Passage provided —
####################

Nurturing Romance
Twenty-five years ago, when I organized a college history course on the American city, it started at the beginning (in the seventeenth century) and finished at the end (in the twentieth century). That was, after all, the story line—from the beginning to the end—in the history courses that I had experienced (and mostly relished) as a student. When I teach the same course today, at Lake Forest College, the narrative is more complicated. I begin with the conclusion, circa 2000, before moving backwards chronologically to the seventeenth century. And it ends where it began, in the present!
Playful? Certainly! How a syllabus is devised, and more importantly how its narrative is recast over the years, should result from an imaginative—playful—approach to the art and craft of teaching. Why did I depart from convention in this case? Students chided me (gently), via casual conversation and (mostly friendly) comments written in their end-of-course evaluations, that they wished their syllabus allocated more space for contemporary American cities. Ultimately I deduced that many students enrolled because of their interest in cities as they experience them today. My objective was to historically frame their experiences with contemporary cities. Hence my delicate task: nurturing romance between then and now.

####################

Data section —
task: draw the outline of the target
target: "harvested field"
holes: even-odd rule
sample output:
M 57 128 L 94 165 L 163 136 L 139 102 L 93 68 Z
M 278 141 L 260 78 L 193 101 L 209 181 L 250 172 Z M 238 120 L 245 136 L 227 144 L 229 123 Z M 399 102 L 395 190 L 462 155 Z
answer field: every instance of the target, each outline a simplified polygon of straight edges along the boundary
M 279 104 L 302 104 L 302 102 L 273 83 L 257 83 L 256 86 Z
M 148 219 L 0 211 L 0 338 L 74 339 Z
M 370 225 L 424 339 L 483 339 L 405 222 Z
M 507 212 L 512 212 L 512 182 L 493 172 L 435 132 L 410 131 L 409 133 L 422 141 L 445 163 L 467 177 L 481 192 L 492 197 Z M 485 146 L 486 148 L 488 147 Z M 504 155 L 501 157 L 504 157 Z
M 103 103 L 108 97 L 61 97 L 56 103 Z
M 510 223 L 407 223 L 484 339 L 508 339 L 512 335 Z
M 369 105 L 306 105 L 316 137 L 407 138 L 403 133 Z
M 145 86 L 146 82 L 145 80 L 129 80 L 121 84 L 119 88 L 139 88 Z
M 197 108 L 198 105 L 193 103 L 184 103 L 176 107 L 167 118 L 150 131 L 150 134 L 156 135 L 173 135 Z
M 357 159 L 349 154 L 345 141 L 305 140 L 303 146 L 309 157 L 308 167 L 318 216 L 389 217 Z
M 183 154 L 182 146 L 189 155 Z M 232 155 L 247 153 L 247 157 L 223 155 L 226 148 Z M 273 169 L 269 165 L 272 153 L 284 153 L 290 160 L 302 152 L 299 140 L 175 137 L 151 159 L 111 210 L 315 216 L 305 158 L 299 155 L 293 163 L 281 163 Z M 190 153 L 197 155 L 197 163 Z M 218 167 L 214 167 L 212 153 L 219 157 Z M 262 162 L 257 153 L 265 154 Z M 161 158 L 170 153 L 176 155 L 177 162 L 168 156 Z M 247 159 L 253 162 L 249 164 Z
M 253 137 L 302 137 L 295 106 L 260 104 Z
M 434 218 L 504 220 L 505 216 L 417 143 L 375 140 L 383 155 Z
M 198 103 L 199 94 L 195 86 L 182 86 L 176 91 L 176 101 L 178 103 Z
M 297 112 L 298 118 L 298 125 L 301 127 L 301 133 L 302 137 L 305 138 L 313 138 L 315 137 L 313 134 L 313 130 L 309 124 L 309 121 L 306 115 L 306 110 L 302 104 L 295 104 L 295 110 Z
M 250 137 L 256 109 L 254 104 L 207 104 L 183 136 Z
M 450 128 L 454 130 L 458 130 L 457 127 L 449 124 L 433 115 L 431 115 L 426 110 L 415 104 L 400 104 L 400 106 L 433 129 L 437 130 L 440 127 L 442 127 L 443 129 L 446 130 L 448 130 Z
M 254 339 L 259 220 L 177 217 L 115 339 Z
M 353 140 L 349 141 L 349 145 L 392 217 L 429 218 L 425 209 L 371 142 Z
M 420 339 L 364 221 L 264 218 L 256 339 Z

####################

Goal of the exercise — List every word or phrase that appears inside parentheses in the essay above about teaching a history course on the American city.

Expected answer —
- in the seventeenth century
- in the twentieth century
- and mostly relished
- gently
- mostly friendly